- [TASK STATEMENT]
Filter the rows below and copy out each line that contains the string "cloud".

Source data
------------

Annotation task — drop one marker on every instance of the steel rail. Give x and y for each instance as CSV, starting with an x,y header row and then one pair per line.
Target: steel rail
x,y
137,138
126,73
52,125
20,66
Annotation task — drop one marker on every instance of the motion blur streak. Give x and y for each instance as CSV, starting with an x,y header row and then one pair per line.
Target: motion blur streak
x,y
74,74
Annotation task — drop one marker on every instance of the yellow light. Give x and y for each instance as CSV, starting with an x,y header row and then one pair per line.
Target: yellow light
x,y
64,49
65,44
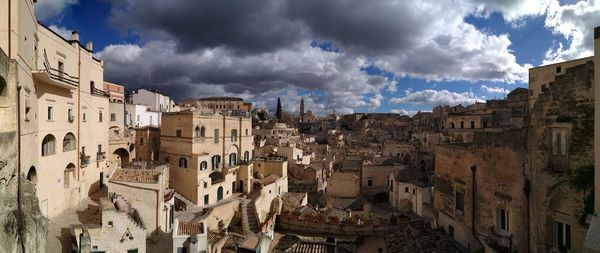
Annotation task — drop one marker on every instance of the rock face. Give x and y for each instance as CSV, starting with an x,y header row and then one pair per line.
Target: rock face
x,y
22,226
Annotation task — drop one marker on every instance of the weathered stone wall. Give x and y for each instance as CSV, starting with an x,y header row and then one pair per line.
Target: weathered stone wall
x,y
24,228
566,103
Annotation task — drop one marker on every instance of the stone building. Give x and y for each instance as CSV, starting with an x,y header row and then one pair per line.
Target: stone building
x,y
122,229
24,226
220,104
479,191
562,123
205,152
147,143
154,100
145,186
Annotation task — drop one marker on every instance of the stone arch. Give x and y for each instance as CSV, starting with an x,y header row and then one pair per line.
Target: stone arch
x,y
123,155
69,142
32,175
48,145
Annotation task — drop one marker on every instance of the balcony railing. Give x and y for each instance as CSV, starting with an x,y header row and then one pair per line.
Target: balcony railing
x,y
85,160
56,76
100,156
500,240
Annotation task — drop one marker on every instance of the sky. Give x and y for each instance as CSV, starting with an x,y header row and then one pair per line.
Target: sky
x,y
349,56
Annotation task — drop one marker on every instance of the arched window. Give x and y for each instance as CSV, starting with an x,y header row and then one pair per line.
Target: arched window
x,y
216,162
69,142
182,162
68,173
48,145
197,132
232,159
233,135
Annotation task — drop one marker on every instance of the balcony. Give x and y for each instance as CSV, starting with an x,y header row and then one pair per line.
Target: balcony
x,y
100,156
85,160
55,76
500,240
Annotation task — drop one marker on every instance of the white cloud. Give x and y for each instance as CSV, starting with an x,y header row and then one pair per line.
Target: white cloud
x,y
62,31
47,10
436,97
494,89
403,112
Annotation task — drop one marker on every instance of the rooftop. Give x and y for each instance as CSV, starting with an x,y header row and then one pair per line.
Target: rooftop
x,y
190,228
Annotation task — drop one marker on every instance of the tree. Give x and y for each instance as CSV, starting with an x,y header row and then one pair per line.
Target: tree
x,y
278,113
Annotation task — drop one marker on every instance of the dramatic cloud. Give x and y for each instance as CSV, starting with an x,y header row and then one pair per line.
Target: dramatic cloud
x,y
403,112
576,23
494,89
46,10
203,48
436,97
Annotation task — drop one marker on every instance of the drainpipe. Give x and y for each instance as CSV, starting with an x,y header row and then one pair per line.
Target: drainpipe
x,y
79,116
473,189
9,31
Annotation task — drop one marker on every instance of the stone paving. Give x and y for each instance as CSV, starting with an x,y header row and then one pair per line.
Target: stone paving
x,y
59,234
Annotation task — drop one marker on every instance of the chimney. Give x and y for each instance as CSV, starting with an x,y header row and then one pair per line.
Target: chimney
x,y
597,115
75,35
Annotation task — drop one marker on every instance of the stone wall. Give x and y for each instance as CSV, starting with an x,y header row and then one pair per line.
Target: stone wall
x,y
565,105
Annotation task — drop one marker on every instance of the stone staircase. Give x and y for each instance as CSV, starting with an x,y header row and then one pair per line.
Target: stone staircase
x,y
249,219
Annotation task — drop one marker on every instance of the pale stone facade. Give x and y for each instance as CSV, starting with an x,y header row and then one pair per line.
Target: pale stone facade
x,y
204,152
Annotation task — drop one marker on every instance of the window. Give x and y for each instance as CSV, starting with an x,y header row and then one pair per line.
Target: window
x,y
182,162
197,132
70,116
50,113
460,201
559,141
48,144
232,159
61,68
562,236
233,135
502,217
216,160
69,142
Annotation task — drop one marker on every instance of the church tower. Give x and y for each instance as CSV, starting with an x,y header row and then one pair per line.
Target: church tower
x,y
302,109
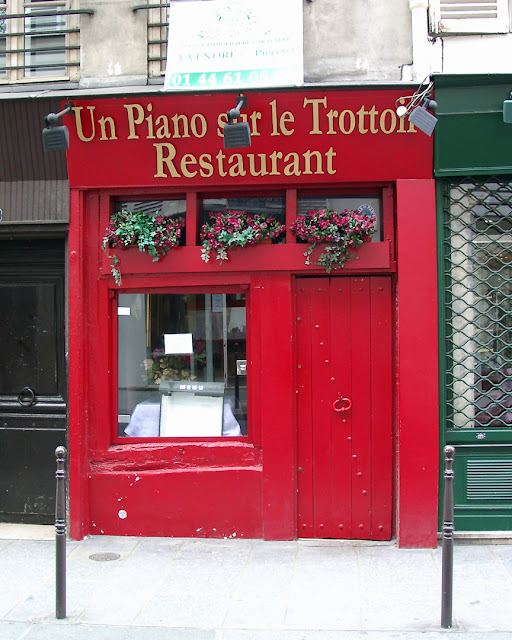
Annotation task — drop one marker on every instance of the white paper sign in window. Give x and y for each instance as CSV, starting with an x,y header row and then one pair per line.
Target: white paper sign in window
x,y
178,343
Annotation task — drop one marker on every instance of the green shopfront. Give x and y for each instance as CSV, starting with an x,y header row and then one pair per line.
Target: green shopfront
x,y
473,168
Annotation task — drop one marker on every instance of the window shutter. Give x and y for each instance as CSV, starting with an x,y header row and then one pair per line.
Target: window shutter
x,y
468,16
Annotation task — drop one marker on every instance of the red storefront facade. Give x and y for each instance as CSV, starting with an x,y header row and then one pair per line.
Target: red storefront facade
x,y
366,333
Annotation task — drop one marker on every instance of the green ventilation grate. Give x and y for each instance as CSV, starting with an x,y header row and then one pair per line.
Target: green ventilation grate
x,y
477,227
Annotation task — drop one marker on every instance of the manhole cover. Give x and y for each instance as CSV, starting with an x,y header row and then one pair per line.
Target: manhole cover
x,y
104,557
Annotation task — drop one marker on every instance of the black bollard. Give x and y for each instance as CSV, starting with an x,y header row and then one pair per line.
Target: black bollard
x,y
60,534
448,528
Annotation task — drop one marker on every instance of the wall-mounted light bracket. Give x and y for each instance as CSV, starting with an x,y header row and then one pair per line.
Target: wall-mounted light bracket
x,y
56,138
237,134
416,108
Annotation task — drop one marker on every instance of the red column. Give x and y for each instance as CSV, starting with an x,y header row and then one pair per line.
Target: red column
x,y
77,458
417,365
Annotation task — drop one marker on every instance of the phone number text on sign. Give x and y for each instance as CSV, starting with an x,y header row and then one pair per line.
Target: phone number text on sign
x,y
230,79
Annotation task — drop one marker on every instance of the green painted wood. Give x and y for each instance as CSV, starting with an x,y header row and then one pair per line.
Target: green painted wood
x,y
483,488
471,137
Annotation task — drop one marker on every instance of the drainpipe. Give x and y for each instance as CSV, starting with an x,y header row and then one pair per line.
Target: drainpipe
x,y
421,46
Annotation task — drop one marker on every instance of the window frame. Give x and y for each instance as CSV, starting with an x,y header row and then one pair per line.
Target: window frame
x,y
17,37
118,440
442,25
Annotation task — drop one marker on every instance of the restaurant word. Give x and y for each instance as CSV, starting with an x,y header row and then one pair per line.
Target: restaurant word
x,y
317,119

------------

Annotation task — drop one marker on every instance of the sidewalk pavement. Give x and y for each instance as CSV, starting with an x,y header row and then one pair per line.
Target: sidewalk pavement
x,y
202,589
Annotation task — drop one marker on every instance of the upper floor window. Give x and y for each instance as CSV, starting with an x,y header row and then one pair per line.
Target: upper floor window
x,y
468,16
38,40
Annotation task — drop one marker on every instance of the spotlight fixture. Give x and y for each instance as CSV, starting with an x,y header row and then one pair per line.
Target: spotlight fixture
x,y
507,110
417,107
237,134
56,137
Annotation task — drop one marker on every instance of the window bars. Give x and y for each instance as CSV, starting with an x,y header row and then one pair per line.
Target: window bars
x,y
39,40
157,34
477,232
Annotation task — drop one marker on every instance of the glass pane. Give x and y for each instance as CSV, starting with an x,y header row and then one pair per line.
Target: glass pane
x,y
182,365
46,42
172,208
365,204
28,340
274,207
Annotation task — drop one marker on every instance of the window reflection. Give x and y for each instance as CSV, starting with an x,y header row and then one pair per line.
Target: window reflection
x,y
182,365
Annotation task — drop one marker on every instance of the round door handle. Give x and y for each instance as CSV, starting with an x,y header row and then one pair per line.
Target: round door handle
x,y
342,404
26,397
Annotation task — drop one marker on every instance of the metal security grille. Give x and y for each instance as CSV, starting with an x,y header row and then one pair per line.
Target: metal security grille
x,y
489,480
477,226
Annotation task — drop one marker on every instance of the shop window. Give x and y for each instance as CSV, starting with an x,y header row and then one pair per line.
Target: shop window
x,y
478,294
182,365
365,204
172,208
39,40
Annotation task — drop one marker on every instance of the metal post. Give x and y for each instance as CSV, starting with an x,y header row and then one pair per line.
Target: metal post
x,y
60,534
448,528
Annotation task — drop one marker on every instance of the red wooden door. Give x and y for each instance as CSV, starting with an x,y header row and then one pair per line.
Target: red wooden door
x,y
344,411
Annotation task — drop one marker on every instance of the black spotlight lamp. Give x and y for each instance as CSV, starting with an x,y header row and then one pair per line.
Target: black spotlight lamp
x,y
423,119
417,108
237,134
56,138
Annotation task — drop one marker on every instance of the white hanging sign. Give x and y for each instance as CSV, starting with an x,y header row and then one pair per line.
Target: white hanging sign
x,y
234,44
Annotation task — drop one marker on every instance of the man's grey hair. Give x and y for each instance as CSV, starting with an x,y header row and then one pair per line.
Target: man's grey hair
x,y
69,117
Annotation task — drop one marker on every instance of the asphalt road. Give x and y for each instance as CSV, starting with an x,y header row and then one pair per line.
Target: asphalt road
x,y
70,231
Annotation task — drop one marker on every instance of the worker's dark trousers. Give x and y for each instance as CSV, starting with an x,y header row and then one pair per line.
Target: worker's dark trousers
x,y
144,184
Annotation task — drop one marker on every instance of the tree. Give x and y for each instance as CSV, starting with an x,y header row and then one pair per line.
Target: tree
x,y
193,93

------------

- [WRITTEN RESPONSE]
Annotation task — drop one marker on every instance of the white cloud. Give x and y for each instance as CSV, starting with an x,y header row and then one pair per line.
Target: white cloud
Annotation task — drop one marker on every instance of the dramatic cloud. Give x and y for each instance as CSV, starting with an x,y header row and then one pair per line.
Target: dramatic cloud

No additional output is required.